### Input
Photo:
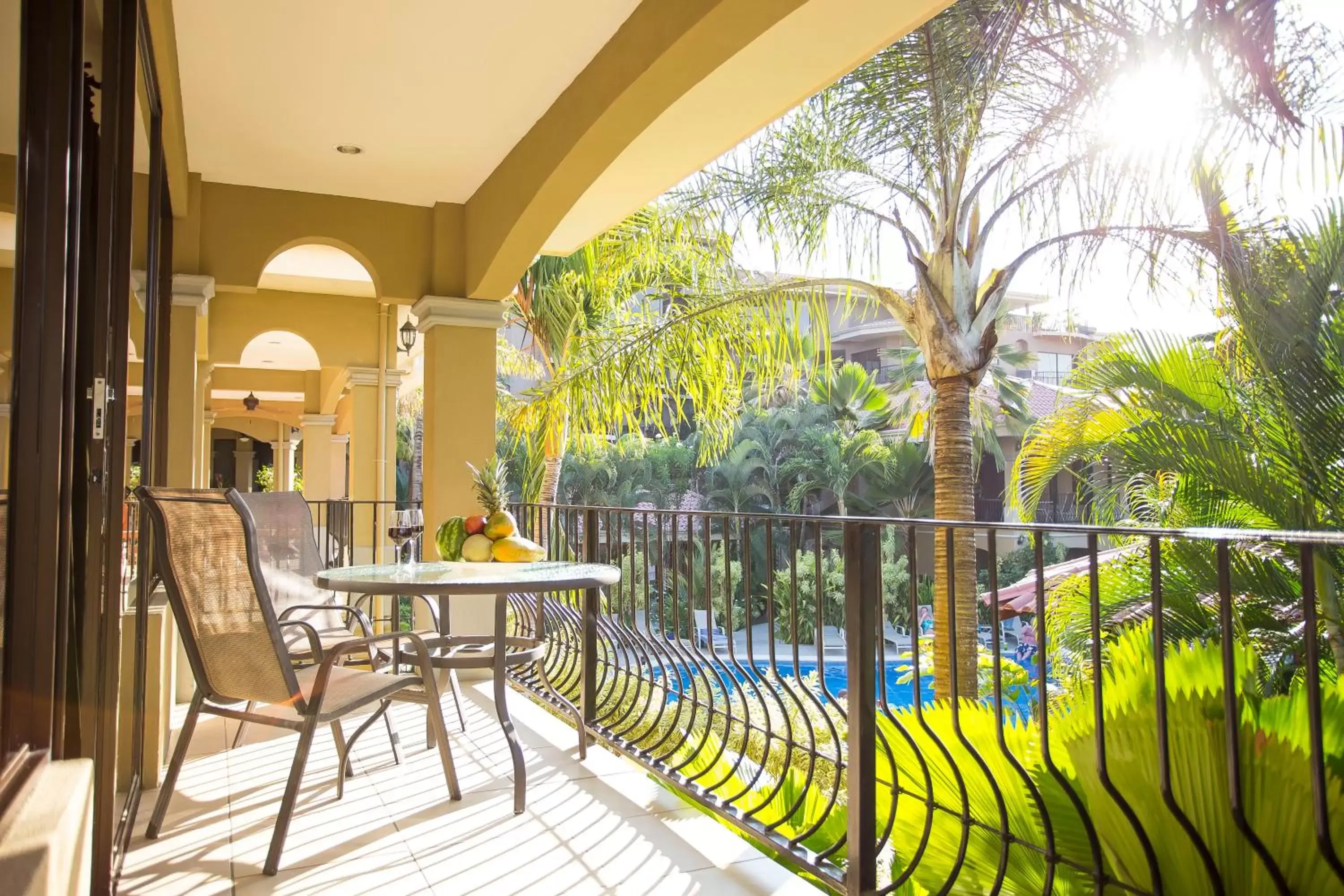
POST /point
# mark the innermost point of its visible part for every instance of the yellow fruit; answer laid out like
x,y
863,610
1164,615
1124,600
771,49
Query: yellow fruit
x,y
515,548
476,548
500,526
######
### Input
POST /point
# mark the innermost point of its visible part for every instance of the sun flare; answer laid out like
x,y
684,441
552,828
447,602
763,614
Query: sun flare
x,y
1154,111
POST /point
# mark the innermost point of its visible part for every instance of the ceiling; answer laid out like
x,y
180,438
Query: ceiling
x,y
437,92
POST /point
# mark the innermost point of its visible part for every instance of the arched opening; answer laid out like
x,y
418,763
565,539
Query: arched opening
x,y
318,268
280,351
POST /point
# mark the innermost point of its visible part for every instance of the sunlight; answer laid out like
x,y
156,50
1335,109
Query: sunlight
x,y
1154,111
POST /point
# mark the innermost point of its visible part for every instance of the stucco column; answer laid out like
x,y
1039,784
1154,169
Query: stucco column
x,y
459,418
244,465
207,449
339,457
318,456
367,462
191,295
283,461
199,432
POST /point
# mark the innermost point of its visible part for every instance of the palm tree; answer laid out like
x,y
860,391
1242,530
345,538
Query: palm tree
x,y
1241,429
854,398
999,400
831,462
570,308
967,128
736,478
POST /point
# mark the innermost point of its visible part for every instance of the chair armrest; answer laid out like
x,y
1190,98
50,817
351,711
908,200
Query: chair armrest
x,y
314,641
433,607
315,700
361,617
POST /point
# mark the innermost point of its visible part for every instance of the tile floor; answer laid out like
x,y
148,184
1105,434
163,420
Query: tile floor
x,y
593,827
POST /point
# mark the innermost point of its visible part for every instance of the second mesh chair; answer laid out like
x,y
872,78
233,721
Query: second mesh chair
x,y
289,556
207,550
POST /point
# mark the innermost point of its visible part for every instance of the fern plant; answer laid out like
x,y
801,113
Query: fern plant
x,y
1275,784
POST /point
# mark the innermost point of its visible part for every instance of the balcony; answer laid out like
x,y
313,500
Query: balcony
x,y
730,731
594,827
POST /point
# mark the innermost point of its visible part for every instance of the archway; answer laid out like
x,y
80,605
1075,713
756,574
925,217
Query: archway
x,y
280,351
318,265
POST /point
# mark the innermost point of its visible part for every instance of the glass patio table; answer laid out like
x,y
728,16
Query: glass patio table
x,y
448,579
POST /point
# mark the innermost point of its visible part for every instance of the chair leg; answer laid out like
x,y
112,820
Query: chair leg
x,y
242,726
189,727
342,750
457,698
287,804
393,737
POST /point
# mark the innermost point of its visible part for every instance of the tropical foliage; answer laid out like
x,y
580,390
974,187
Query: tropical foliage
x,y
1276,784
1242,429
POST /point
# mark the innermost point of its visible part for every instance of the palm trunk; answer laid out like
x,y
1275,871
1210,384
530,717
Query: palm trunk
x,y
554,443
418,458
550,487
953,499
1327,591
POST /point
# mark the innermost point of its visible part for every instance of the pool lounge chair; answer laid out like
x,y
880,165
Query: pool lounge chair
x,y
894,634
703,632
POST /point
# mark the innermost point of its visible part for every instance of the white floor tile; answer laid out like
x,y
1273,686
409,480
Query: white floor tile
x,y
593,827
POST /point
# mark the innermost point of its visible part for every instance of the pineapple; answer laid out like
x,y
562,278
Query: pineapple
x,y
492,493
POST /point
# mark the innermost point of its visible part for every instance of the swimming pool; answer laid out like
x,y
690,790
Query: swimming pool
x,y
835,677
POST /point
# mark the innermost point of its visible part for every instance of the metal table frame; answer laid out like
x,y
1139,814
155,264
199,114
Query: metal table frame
######
■ Requirements
Please identify every line in the entries above that contains the word "arched" and copy each of those lines. Matching is case-sensitive.

■ Written answer
# mark the innermost point of its visible part for every instance of the arched opening; answer laid out like
Query: arched opening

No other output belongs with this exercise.